__Short exercise 1__. In the market report, what share of S&P 500 companies are beating estimates?
__Short exercise 2__. Please copy the passage of the market report from "Along with outperformance" to "to index gains.".
* Start Source document *
While Lefkowitz said the S&P and Nasdaq's round number milestones likely won't change investors calculations of the markets risk and reward prospects, he said, "it raises the profile of what's happening in the market."

Along with outperformance by the Philadelphia semiconductor index, technology-focused market heavyweights, including Microsoft, Amazon.com and Alphabet were also contributed hugely to index gains.

With results in from about two-thirds of S&P 500 companies, LSEG data now shows Wall Street estimates for fourth-quarter earnings growth of 9.0% versus expectations for 4.7% growth on Jan. 1 while 81% of companies are beating estimates, compared with a 76% average in the previous four reporting periods.

"Earnings have been strong so far, above expectations," said Tim Ghriskey, senior portfolio strategist at Ingalls & Snyder in New York, New York. "And there was news about additional growth opportunities for Nvidia specific to cloud computing, another growth area besides AI. Those are the big drivers."

According to preliminary data, the S&P 500 gained 27.98 points, or 0.56%, to end at 5,026.29 points, while the Nasdaq Composite gained 196.95 points, or 1.25%, to 15,987.69. The Dow Jones Industrial Average fell 59.19 points, or 0.16%, to 38,666.29.
* End Source document *
* Start Material shown *
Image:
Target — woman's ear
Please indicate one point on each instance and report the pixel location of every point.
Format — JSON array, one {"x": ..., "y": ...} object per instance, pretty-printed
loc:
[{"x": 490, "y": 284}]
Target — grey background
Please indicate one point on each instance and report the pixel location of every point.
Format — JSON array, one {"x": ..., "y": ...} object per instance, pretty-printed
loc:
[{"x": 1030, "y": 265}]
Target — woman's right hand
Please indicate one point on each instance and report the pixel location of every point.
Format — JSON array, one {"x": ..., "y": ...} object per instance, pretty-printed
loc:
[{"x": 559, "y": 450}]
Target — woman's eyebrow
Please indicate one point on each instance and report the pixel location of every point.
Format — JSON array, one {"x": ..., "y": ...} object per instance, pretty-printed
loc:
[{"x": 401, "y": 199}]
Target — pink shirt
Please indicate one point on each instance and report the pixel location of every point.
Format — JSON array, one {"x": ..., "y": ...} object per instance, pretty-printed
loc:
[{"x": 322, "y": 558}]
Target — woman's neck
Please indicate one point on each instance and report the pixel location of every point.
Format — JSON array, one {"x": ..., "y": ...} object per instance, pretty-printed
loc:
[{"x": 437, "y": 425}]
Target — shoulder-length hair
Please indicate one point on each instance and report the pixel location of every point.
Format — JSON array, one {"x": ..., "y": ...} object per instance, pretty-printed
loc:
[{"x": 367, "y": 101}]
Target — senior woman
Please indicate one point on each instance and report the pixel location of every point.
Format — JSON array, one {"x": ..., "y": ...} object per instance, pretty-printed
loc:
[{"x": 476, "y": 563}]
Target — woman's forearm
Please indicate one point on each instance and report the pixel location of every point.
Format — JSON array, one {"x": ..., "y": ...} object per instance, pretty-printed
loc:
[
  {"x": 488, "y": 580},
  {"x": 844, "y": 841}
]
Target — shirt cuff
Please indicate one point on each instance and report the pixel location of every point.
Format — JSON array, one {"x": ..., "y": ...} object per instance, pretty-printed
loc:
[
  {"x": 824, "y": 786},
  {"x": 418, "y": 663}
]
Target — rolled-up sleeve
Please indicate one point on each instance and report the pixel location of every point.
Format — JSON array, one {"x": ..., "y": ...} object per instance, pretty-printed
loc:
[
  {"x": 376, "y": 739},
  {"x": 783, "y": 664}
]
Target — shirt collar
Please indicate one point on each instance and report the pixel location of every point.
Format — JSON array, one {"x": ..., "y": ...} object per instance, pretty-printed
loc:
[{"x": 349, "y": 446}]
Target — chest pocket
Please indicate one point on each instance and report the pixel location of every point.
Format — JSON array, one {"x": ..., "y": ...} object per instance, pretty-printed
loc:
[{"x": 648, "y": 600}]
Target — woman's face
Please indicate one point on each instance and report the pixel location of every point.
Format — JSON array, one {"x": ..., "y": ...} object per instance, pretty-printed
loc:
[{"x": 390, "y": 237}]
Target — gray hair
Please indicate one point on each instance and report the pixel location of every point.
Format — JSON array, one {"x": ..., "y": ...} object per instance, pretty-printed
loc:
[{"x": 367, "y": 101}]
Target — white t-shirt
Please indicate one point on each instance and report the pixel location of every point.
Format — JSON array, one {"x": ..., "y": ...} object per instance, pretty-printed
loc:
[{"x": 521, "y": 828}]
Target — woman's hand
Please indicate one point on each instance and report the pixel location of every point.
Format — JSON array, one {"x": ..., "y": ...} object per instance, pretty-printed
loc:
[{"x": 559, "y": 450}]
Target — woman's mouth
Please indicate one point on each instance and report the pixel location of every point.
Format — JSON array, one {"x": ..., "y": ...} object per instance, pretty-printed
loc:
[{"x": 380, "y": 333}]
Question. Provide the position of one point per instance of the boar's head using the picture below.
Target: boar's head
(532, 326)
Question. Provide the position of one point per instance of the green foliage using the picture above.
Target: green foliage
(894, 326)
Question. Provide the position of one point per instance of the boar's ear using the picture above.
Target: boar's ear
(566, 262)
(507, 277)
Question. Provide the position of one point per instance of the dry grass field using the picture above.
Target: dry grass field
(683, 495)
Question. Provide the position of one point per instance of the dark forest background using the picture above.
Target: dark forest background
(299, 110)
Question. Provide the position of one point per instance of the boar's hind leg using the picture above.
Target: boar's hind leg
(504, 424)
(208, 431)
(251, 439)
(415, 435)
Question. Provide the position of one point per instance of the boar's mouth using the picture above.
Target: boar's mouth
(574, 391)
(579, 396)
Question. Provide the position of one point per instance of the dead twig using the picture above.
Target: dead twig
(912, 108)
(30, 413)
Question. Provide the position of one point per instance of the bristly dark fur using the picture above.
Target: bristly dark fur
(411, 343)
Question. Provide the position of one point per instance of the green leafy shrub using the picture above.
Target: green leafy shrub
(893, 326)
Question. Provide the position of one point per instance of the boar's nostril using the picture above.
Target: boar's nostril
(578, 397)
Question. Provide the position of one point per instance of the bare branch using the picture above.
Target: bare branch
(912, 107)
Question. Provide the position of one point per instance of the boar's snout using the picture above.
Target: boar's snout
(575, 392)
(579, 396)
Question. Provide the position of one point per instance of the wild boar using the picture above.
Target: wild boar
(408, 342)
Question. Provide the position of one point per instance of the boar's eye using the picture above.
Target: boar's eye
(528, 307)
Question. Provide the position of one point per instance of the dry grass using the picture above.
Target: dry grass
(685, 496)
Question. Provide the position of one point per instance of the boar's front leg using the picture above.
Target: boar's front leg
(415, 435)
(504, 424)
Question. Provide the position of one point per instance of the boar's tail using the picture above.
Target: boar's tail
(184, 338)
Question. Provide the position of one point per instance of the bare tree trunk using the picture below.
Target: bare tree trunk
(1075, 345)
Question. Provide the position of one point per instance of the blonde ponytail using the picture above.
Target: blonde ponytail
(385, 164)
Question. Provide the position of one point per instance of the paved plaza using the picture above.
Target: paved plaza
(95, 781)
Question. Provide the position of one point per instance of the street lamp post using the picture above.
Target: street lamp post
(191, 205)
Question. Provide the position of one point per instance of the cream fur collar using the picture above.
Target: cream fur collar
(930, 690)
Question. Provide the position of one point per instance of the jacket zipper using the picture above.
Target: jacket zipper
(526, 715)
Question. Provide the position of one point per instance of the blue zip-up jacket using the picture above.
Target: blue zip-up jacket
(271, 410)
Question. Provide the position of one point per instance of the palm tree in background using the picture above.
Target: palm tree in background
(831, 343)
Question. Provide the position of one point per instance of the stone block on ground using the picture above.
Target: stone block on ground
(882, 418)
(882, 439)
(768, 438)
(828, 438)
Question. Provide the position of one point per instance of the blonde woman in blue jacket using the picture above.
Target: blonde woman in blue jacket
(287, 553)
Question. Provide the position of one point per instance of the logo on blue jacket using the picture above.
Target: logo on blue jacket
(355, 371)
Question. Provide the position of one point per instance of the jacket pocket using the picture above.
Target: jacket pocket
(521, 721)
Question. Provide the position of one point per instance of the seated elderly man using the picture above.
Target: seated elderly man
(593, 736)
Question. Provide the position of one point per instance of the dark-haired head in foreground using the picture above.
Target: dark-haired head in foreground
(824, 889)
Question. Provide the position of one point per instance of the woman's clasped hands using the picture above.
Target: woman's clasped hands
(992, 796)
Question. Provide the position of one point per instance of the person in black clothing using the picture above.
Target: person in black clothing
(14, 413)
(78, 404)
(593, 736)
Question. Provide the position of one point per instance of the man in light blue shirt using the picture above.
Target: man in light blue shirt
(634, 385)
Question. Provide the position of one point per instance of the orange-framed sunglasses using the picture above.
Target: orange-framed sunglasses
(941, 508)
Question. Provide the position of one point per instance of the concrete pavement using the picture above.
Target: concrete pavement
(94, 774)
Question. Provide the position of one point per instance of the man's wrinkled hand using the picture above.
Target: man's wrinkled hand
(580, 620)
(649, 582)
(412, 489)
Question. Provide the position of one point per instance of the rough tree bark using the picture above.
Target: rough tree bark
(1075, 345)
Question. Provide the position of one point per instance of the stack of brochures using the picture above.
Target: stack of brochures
* End Material shown *
__Exercise output 1__. 81% of companies are beating estimates.

__Exercise output 2__.
Along with outperformance by the Philadelphia semiconductor index, technology-focused market heavyweights, including Microsoft, Amazon.com and Alphabet were also contributed hugely to index gains.